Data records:
--*--
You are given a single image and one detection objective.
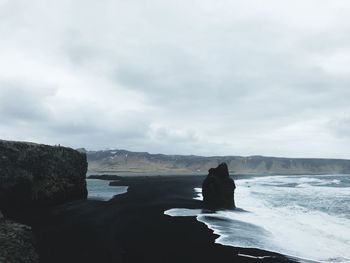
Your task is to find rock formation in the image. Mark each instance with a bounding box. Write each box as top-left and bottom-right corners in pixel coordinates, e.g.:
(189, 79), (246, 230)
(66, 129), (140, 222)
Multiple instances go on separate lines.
(202, 163), (236, 209)
(0, 139), (88, 263)
(0, 140), (88, 208)
(0, 214), (38, 263)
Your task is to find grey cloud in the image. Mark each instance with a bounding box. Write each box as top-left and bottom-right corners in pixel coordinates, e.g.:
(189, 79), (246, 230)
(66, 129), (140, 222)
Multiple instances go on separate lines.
(0, 0), (350, 158)
(0, 82), (55, 123)
(328, 118), (350, 139)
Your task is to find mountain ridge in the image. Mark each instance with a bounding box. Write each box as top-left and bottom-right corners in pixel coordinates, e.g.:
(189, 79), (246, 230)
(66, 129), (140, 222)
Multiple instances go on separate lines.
(85, 149), (350, 175)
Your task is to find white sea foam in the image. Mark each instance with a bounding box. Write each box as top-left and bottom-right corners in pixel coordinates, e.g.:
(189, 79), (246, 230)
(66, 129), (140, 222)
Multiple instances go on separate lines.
(87, 179), (128, 201)
(165, 208), (203, 217)
(165, 175), (350, 263)
(194, 187), (203, 200)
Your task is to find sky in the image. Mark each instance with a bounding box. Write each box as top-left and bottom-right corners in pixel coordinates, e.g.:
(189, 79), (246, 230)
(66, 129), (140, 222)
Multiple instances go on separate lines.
(0, 0), (350, 158)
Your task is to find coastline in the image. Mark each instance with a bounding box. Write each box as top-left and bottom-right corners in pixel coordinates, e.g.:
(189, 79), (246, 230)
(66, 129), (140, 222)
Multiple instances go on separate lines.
(7, 175), (297, 263)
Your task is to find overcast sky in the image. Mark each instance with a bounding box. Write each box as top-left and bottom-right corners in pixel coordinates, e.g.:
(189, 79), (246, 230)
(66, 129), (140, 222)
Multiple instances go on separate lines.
(0, 0), (350, 158)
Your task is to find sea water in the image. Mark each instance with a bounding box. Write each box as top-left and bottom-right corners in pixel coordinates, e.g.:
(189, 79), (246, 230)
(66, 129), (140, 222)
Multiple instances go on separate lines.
(165, 174), (350, 263)
(86, 179), (128, 201)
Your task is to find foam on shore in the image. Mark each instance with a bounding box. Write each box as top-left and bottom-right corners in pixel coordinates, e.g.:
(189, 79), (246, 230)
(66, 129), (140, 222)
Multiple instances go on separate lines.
(165, 174), (350, 263)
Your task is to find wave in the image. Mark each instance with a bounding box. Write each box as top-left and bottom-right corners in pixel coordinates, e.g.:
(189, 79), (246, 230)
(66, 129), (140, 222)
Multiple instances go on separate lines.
(165, 174), (350, 263)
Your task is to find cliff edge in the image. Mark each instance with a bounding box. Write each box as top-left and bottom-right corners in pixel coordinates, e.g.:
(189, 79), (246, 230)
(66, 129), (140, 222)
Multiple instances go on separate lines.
(0, 140), (88, 263)
(0, 140), (88, 208)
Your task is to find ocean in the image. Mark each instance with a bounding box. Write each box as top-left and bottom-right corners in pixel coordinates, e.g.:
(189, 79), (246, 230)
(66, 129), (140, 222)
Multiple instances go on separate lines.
(86, 179), (128, 201)
(165, 174), (350, 263)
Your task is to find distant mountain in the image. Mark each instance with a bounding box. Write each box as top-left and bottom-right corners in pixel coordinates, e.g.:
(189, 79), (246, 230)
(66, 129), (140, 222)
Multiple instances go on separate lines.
(86, 149), (350, 175)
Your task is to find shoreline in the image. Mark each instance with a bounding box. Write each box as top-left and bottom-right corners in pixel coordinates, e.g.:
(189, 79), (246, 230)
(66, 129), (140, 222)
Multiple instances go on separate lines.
(7, 175), (297, 263)
(88, 171), (349, 177)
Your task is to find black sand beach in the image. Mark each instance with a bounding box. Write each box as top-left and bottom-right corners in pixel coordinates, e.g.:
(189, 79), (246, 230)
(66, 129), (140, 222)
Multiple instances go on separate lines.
(7, 175), (297, 263)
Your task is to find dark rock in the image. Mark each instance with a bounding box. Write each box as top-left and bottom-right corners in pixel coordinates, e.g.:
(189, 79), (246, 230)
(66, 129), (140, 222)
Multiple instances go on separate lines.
(0, 140), (88, 209)
(202, 163), (236, 209)
(0, 217), (38, 263)
(88, 174), (122, 180)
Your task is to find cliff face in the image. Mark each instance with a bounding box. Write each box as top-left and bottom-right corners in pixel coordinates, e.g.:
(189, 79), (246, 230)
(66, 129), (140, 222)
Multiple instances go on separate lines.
(87, 149), (350, 175)
(0, 140), (88, 209)
(0, 140), (88, 263)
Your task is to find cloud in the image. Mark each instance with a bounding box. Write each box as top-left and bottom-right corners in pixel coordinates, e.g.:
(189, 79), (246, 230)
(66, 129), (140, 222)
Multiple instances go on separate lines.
(0, 82), (55, 123)
(0, 0), (350, 158)
(328, 117), (350, 139)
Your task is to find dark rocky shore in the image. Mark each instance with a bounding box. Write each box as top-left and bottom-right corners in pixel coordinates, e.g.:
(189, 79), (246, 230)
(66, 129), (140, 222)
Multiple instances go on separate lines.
(1, 140), (297, 263)
(0, 140), (87, 262)
(9, 176), (295, 263)
(0, 214), (38, 263)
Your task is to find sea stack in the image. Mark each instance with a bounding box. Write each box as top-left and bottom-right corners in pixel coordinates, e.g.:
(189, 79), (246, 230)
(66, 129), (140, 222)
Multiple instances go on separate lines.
(202, 162), (236, 209)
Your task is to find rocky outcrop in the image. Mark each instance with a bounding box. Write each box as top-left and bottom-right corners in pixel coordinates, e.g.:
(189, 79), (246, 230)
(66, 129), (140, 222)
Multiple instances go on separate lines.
(0, 214), (38, 263)
(0, 140), (88, 262)
(0, 139), (88, 208)
(88, 174), (122, 180)
(202, 163), (236, 209)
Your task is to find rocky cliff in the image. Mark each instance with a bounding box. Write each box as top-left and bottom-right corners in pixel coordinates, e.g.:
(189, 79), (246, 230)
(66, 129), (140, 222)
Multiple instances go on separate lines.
(0, 140), (88, 208)
(0, 139), (88, 263)
(87, 149), (350, 175)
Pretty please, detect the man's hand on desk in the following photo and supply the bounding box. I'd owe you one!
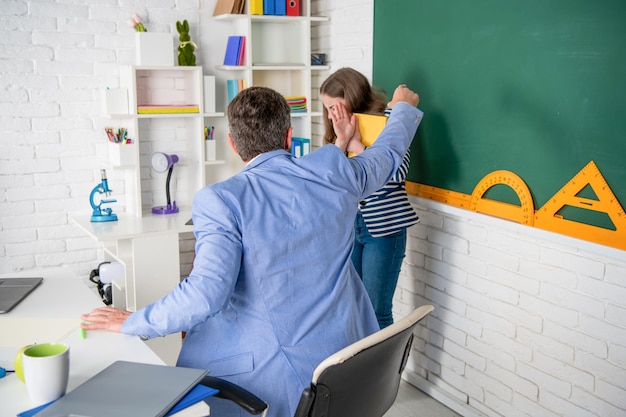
[81,306,131,333]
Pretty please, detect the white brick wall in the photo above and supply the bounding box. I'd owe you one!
[3,1,626,416]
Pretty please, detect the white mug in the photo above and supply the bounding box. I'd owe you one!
[20,343,70,406]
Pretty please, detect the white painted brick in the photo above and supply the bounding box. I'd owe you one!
[517,327,575,362]
[426,315,467,347]
[579,275,626,307]
[518,292,579,327]
[0,228,37,243]
[444,339,487,371]
[466,306,516,339]
[442,248,487,276]
[425,372,469,404]
[540,281,605,318]
[539,390,597,417]
[407,236,442,261]
[467,336,516,370]
[512,393,560,417]
[596,379,626,410]
[576,350,626,390]
[520,258,578,289]
[486,362,539,400]
[427,228,469,255]
[486,230,540,261]
[467,273,519,305]
[425,342,466,375]
[609,343,626,369]
[443,216,488,243]
[605,262,626,285]
[470,241,520,272]
[433,307,483,339]
[425,257,468,285]
[488,264,540,295]
[439,365,484,403]
[517,361,572,398]
[580,314,626,350]
[543,321,608,359]
[483,391,527,417]
[534,351,595,391]
[570,386,626,417]
[540,246,605,279]
[424,286,466,315]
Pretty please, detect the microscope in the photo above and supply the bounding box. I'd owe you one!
--*--
**Problem:**
Where a line of the records has the string "cliff", copy that line.

**Result of the exercise:**
Your task is to find cliff edge in the image. Mark each instance with a bounding box. Write each box as top-left and bottom-right corners in pixel coordinates, e.g.:
Your task is to find cliff face in the image. Mark each instance with a bounding box. Write each box as top-left and bottom-right corners in pixel coordinates, e.g.:
Your task is to find rocky cliff in the image. Mark each instance with a bounding box. Write each box as top-left and bottom-right corners in pixel coordinates, e.g.:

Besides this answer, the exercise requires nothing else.